Aim of the task
Rewrite the data below as a JSON list of strings with one string for each line, and leave out any blank lines.

Provided records
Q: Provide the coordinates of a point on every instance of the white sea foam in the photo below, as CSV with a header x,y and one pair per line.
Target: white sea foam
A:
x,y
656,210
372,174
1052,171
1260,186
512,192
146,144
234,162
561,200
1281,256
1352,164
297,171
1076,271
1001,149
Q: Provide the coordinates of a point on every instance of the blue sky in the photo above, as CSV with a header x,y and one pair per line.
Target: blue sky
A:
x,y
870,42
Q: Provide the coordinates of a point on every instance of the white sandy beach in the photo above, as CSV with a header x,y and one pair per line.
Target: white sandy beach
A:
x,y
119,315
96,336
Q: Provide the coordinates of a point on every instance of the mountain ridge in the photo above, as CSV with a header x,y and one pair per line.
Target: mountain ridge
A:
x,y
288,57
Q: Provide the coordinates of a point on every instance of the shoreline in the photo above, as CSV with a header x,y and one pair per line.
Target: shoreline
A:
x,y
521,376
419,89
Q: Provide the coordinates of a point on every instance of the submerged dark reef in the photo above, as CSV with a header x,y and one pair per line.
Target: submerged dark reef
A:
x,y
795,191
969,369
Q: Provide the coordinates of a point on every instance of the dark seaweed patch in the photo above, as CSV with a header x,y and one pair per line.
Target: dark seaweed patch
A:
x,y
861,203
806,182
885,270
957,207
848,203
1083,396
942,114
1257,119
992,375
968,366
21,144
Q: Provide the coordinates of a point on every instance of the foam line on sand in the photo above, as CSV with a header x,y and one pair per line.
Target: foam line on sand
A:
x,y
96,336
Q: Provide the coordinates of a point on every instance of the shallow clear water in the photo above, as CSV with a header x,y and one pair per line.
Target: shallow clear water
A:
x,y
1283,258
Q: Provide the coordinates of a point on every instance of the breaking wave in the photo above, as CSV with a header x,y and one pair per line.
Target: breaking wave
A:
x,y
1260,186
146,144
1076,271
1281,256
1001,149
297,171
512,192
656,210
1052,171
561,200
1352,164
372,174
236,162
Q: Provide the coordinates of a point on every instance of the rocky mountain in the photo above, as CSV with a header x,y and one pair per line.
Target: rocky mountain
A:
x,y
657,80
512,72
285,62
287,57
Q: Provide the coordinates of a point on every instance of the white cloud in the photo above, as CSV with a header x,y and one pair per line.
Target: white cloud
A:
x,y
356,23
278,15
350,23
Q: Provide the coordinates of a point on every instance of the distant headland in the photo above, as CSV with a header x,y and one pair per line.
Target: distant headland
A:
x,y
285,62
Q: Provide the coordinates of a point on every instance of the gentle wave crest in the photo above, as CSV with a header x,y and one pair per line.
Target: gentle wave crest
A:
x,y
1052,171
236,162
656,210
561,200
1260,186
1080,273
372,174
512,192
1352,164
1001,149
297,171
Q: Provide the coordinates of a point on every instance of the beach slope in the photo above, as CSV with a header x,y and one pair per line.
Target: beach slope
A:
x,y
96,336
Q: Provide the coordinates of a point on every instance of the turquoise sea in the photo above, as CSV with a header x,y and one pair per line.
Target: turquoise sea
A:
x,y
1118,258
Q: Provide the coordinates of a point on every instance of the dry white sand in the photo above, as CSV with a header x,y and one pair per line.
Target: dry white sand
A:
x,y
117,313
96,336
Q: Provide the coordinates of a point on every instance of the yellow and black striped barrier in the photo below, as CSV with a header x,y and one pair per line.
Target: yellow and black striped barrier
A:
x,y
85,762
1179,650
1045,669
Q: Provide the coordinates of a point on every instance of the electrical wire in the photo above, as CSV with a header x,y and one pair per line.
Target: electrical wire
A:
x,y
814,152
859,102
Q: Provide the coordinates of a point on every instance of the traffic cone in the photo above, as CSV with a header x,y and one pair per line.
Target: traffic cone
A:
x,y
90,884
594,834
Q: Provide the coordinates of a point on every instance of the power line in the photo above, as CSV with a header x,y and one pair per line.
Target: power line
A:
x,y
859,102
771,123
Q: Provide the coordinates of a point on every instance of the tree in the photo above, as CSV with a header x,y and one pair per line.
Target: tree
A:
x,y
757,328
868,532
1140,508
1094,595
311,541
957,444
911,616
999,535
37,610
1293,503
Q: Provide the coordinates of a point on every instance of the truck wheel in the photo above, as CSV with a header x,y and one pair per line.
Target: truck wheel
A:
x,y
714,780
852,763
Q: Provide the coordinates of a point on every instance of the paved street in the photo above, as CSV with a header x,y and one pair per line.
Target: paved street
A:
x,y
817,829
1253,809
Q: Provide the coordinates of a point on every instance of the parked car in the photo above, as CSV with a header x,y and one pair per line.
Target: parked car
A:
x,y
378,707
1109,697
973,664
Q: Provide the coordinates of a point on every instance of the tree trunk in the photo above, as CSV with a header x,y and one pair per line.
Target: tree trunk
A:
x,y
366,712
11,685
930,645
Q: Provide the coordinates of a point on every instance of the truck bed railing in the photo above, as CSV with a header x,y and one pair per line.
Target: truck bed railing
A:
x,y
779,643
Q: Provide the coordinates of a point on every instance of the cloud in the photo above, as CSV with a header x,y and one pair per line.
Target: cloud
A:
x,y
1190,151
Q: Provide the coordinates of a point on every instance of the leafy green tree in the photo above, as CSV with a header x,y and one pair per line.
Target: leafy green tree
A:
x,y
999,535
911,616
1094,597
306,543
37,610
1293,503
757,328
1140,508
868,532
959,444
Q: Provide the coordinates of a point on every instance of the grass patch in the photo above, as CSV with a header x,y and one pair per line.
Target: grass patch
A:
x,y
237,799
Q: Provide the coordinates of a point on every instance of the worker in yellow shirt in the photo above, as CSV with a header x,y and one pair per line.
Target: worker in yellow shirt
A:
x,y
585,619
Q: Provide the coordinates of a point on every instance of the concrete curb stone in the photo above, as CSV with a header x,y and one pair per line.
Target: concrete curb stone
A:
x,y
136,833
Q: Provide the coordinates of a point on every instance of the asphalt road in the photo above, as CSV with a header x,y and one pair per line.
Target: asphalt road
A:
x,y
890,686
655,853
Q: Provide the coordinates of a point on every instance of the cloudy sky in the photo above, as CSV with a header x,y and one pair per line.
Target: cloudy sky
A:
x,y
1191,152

Exercise result
[
  "Q: Provide the coordinates of a point on every instance of the white sea foam in the photo below, as CSV with a header x,y and one pair per line.",
  "Target: white sea foam",
  "A:",
  "x,y",
  "656,210",
  "372,174",
  "1052,171",
  "1260,186",
  "512,192",
  "146,144",
  "234,162",
  "561,200",
  "1281,256",
  "1352,164",
  "297,171",
  "1076,271",
  "1001,149",
  "Q: Provide the coordinates of a point on every instance of the blue sky in the photo above, as CSV with a header x,y and one pair per line.",
  "Target: blue sky",
  "A:",
  "x,y",
  "870,42",
  "Q: Provide the coordinates of a point on every instance of the white sandy beach in the photo above, as CSV with a header x,y and one pair per line.",
  "Target: white sandy beach",
  "A:",
  "x,y",
  "119,315",
  "96,336",
  "Q: Provide the coordinates of a point on every instance of the mountain ridge in the photo above, as CSV with a header x,y and one pair per line.",
  "Target: mountain ridge",
  "A:",
  "x,y",
  "288,57",
  "Q: Provide the coordinates of a point on every instance of the shoreline in the photo above, as CSV with a header x,y and one pair per line.",
  "Target: shoreline",
  "A:",
  "x,y",
  "521,376",
  "419,89",
  "Q: Provide the coordinates of a point on every instance of the submerged dark reef in the photo above, as CSV with a header x,y and one pair per line.",
  "Target: submerged dark reef",
  "A:",
  "x,y",
  "795,191",
  "969,369",
  "Q: Provide the coordinates of a point on every instance of the dark seaweed patch in the photo above, as CSV with a header x,y and one pair per line.",
  "Target: dark seaweed patch",
  "A:",
  "x,y",
  "861,203",
  "806,182",
  "885,270",
  "957,207",
  "848,203",
  "1083,396",
  "942,114",
  "1257,119",
  "992,375",
  "968,366",
  "21,144",
  "Q: Provide the coordinates of a point on every instance of the foam line on sand in the photo above, as CSV with a header x,y and one pair per line.",
  "Target: foam line on sand",
  "A:",
  "x,y",
  "96,336",
  "Q: Provide the coordinates of a point on every instance of the shallow clear water in the photo above, as CSV with a header x,y and one pair per line.",
  "Target: shallow clear water",
  "A:",
  "x,y",
  "1283,258",
  "Q: Provide the coordinates of a point on every instance of the breaking wave in the photo above, as CSV with a header x,y and one pair per line.",
  "Target: breaking wave",
  "A:",
  "x,y",
  "1260,186",
  "146,144",
  "1076,271",
  "1281,256",
  "1001,149",
  "297,171",
  "512,192",
  "656,210",
  "1052,171",
  "561,200",
  "1352,164",
  "372,174",
  "236,162",
  "Q: Provide the coordinates of a point on every instance of the rocky mountain in the photo above, as CSV with a header x,y and one pair per line.",
  "Target: rocky mountain",
  "A:",
  "x,y",
  "657,80",
  "512,72",
  "285,62",
  "287,57",
  "Q: Provide the coordinates of a point on every instance of the white cloud in the photo above, as CSV with a header x,y and one pair per line.",
  "Target: white cloud",
  "A:",
  "x,y",
  "356,23",
  "278,15",
  "350,23",
  "Q: Provide the coordinates of a point on every instance of the distant headland in the photo above, as CSV with a header x,y and one pair per line.",
  "Target: distant headland",
  "A:",
  "x,y",
  "285,62",
  "Q: Provide the coordinates of a point on every instance of the gentle wave crest in the photo above, as CSV with a header x,y and one pair per line.",
  "Target: gentle wave crest",
  "A:",
  "x,y",
  "1052,171",
  "236,162",
  "656,210",
  "561,200",
  "1260,186",
  "1080,273",
  "372,174",
  "512,192",
  "1352,164",
  "1001,149",
  "297,171",
  "Q: Provide the coordinates of a point on every instance of the beach slope in the photo above, as CSV with a header x,y and one pair per line.",
  "Target: beach slope",
  "A:",
  "x,y",
  "96,336",
  "Q: Provide the coordinates of a point on every instance of the turquoise sea in the photo above, as CSV with a header x,y and one pair per line.",
  "Target: turquoise sea",
  "A:",
  "x,y",
  "1118,258",
  "Q: Provide the coordinates of a point on every instance of the dry white sand in the photo above, as CSV with a header x,y and one pair per line.",
  "Target: dry white sand",
  "A:",
  "x,y",
  "117,313",
  "96,336",
  "Q: Provide the coordinates of a point on every instance of the yellow and black striped barrier in the photo below, as CSV with a header x,y and one pair per line.",
  "Target: yellow and black striped barrier",
  "A:",
  "x,y",
  "85,762",
  "1179,650",
  "1045,669",
  "Q: Provide the coordinates of a point on every instance of the electrical wire in the photo above, as CSV with a header x,y and one pair per line.",
  "Target: electrical wire",
  "A:",
  "x,y",
  "814,152",
  "859,102",
  "Q: Provide the coordinates of a point on every instance of the traffic cone in the photo above, as CSV with a header x,y and one pair per line.",
  "Target: traffic cone",
  "A:",
  "x,y",
  "90,884",
  "594,834",
  "Q: Provide the coordinates of a point on every instance of the power line in the photo above, as CSV with a header x,y and one pair per line.",
  "Target: power line",
  "A:",
  "x,y",
  "859,102",
  "771,123",
  "Q: Provide the coordinates of a point on every instance of the tree in the photo above, as CSV with a header x,y and one pair per line.",
  "Target: tree",
  "A:",
  "x,y",
  "757,328",
  "868,532",
  "1140,508",
  "1094,595",
  "311,541",
  "957,444",
  "911,616",
  "999,535",
  "37,610",
  "1293,503",
  "Q: Provide the coordinates of a point on every instance of the truck wheel in the photo above, as CSV with a header x,y and one pair per line.",
  "Target: truck wheel",
  "A:",
  "x,y",
  "714,780",
  "852,763",
  "Q: Provide the coordinates of a point on every instance of the paved street in the photo above, as CSV with a header x,y and one pair per line.",
  "Target: paved street",
  "A:",
  "x,y",
  "817,829",
  "1253,809",
  "Q: Provide the coordinates of a point on every instance of the parked car in the photo above, as CSV with a header x,y and one pair per line.",
  "Target: parked car",
  "A:",
  "x,y",
  "378,707",
  "1109,697",
  "973,664",
  "Q: Provide the coordinates of a point on every instance of the tree trunk in the photo above, as CSV with a header x,y and one pair per line.",
  "Target: tree trunk",
  "A:",
  "x,y",
  "366,712",
  "11,685",
  "930,645",
  "Q: Provide the coordinates of a point on every instance of the truck bed railing in the photo above, as CSV with a header x,y and one pair per line.",
  "Target: truck bed railing",
  "A:",
  "x,y",
  "779,643",
  "Q: Provide the coordinates of a point on every instance of the cloud in the photo above, as CSV with a header x,y and one pair per line.",
  "Target: cloud",
  "A:",
  "x,y",
  "1190,151",
  "Q: Provide the coordinates of a point on every instance of the leafy green tree in the photo above, as CSV with a header x,y and one pair per line.",
  "Target: leafy green tree",
  "A:",
  "x,y",
  "999,535",
  "911,616",
  "1094,597",
  "306,543",
  "37,610",
  "1293,503",
  "757,328",
  "1140,508",
  "868,532",
  "959,444",
  "Q: Provide the coordinates of a point on every instance of the grass patch in the photo above, as CSV with a header x,y and one pair per line.",
  "Target: grass patch",
  "A:",
  "x,y",
  "237,799",
  "Q: Provide the coordinates of a point on every instance of the worker in yellow shirt in the photo above, as CSV with a header x,y and one pair per line.",
  "Target: worker in yellow shirt",
  "A:",
  "x,y",
  "585,619",
  "Q: Provide the coordinates of a point on every instance of the concrete curb stone in the photo above, as CSV with a header x,y and one pair per line.",
  "Target: concrete curb stone",
  "A:",
  "x,y",
  "136,833",
  "Q: Provide the coordinates of a point on every instance of the asphalt road in the photo above, as CSV with a header x,y and one pair per line.",
  "Target: asphalt road",
  "A:",
  "x,y",
  "890,686",
  "655,853",
  "Q: Provide the coordinates of a point on every instance of the cloudy sky in the photo above, as CSV with a header x,y and one pair per line.",
  "Target: cloudy sky",
  "A:",
  "x,y",
  "1191,152"
]